Please update the listing below by replacing "gets one point" with "receives a single point" wherever it occurs, changing nothing else. Leave the pictures out of your answer.

:: The input ::

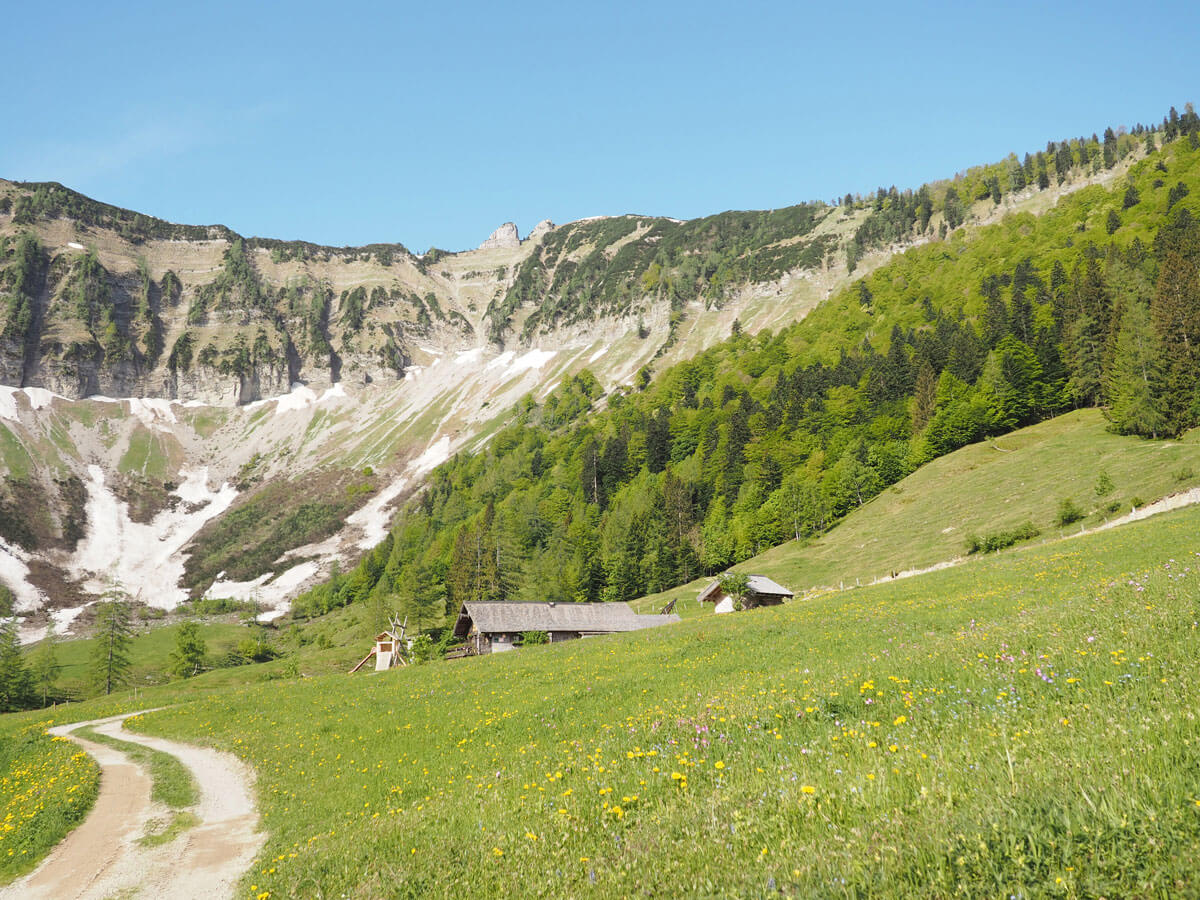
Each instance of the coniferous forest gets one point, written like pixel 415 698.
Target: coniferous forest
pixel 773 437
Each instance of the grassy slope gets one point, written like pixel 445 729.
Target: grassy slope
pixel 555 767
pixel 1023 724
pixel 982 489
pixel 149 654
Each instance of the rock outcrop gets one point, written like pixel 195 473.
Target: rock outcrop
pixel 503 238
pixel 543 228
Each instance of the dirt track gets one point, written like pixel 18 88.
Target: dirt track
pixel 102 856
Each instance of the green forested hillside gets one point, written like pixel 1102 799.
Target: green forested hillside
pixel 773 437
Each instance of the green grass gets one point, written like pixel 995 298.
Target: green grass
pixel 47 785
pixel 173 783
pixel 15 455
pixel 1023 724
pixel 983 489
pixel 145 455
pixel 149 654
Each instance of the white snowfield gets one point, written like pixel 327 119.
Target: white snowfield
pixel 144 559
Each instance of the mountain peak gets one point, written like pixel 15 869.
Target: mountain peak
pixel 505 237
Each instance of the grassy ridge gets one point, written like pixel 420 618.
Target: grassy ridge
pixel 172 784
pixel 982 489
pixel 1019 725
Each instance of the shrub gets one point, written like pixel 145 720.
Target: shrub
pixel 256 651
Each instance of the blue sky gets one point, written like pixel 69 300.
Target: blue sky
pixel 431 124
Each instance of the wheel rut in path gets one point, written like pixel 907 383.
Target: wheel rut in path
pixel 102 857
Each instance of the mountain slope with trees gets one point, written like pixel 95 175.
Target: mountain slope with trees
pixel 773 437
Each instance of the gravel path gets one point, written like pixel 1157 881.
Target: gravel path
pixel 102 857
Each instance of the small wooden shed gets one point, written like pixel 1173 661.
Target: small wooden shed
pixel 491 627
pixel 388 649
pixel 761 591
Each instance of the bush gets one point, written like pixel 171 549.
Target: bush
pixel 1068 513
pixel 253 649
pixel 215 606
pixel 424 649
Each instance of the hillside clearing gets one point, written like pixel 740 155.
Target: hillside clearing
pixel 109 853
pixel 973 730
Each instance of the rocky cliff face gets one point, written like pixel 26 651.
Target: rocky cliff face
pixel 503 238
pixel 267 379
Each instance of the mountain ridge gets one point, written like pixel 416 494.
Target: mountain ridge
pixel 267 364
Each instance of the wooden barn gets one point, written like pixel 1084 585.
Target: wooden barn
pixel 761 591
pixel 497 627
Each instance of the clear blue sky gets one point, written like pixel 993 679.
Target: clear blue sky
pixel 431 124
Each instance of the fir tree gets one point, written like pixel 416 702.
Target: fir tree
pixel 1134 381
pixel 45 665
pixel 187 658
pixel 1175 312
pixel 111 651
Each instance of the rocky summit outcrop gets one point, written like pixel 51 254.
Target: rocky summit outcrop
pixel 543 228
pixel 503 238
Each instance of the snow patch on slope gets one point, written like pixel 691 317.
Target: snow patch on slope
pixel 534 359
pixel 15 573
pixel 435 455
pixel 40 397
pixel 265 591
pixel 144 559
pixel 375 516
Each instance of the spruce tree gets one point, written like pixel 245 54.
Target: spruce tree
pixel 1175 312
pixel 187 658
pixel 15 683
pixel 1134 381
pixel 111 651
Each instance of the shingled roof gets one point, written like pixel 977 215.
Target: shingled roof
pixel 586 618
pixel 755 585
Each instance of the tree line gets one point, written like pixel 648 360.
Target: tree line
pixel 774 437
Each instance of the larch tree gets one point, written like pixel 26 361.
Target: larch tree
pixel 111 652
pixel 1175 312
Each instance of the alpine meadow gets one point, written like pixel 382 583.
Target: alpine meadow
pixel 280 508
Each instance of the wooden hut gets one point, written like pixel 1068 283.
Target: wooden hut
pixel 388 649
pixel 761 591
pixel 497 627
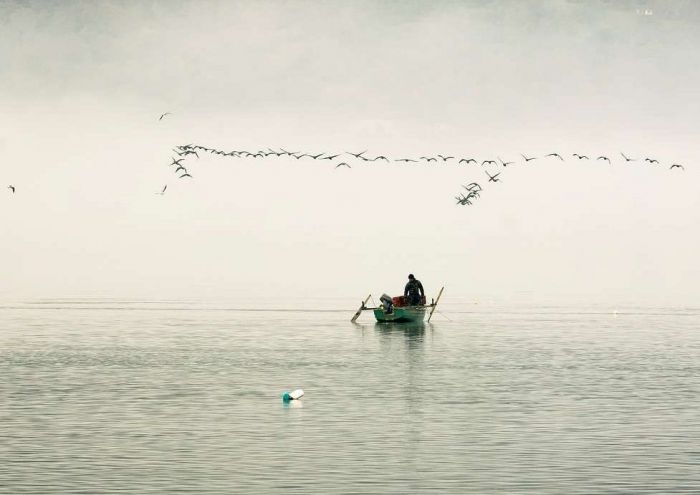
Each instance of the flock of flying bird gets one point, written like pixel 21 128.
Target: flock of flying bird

:::

Completed exercise
Each instance of the coniferous forest receives a single point, written like pixel 415 698.
Target: coniferous forest
pixel 773 437
Each instance of the grassy slope receives a single point, written like pixel 445 729.
Target: grassy slope
pixel 555 767
pixel 1023 724
pixel 982 489
pixel 149 654
Each instance of the rock outcrop receives a single point, written like pixel 195 473.
Target: rock outcrop
pixel 503 238
pixel 543 228
Each instance of the dirt track receives a single point, written like pixel 18 88.
Target: dirt track
pixel 102 856
Each instance of the green forested hillside receives a single point, written like pixel 1102 799.
Target: green forested hillside
pixel 773 437
Each instance of the green grass receives a single point, written like pixel 995 298.
Target: green grass
pixel 47 785
pixel 173 783
pixel 15 455
pixel 1023 724
pixel 983 489
pixel 145 455
pixel 149 654
Each instance of the white snowfield receives a single point, written like pixel 327 119.
Target: white snowfield
pixel 144 559
Each instance of the mountain peak receives a single point, written like pixel 15 869.
Target: mountain peak
pixel 505 237
Each instance of the grassy ridge receives a single point, written like pixel 420 618.
Target: grassy ridge
pixel 172 784
pixel 982 489
pixel 1019 725
Each instance of the shrub receives a single point, written like pixel 145 720.
Target: shrub
pixel 256 651
Each instance of the blue sky receives a single point, written like pixel 69 300.
Target: blue sky
pixel 431 124
Each instance of the wheel rut in path receives a single point, written like pixel 907 383.
Target: wheel rut in path
pixel 102 857
Each instance of the mountain slope with trees receives a single point, written like pixel 95 175.
Target: mountain slope with trees
pixel 773 437
Each instance of the gravel path receives a single point, written like pixel 1157 881.
Target: gravel path
pixel 102 857
Each instance of the small wooden shed receives a single point, written like pixel 1173 661.
Target: small wooden shed
pixel 491 627
pixel 388 649
pixel 761 591
Each instance of the bush receives a single point, written like pixel 171 549.
Target: bush
pixel 1068 513
pixel 253 649
pixel 215 606
pixel 424 649
Each instance of the hillside clearing receives a single point, written like pixel 740 155.
Target: hillside clearing
pixel 109 853
pixel 973 730
Each instance of the rocky cliff face receives a single point, written like pixel 26 651.
Target: rocky cliff face
pixel 503 238
pixel 267 379
Each instance of the mountain ridge receives a single point, written like pixel 416 494.
Target: mountain ridge
pixel 267 364
Each instance of the wooden barn receives a single point, written like pixel 1084 585.
Target: wooden barn
pixel 761 591
pixel 497 627
Each instance of the clear blue sky receives a single point, written like pixel 993 679.
Target: clear blue sky
pixel 431 124
Each instance of the fir tree receives a single point, written like pixel 416 702.
Target: fir tree
pixel 1134 381
pixel 45 665
pixel 187 658
pixel 1175 312
pixel 111 651
Each instance of the rocky summit outcrop receives a single point, written like pixel 51 254.
Target: rocky summit outcrop
pixel 543 228
pixel 503 238
Each instance of the snow patch on slope receives a single point, written like pixel 691 317.
Target: snow patch on slope
pixel 534 359
pixel 15 573
pixel 435 455
pixel 40 397
pixel 265 591
pixel 144 559
pixel 375 516
Each instance of the spruce tree receives a single point, written like pixel 245 54.
Target: spruce tree
pixel 1175 312
pixel 187 658
pixel 15 683
pixel 1134 381
pixel 111 651
Each instance of the shingled roof receives a single point, written like pixel 977 215.
Target: shingled roof
pixel 586 618
pixel 755 585
Each instance of the tree line receives a single point, written like pixel 648 360.
Target: tree line
pixel 774 437
Each instance of the larch tree receives a single point, written like pixel 26 361.
Target: larch tree
pixel 111 652
pixel 1175 312
Each instance of the alpine meadow receives a single point, written like pixel 382 583.
Target: alpine meadow
pixel 280 508
Each instance of the wooden hut receives a single point, written like pixel 1068 283.
Target: wooden hut
pixel 388 649
pixel 761 591
pixel 497 627
Each instance of the flock of flying bird receives a single point, written like pixel 21 128.
Target: flock of flying bird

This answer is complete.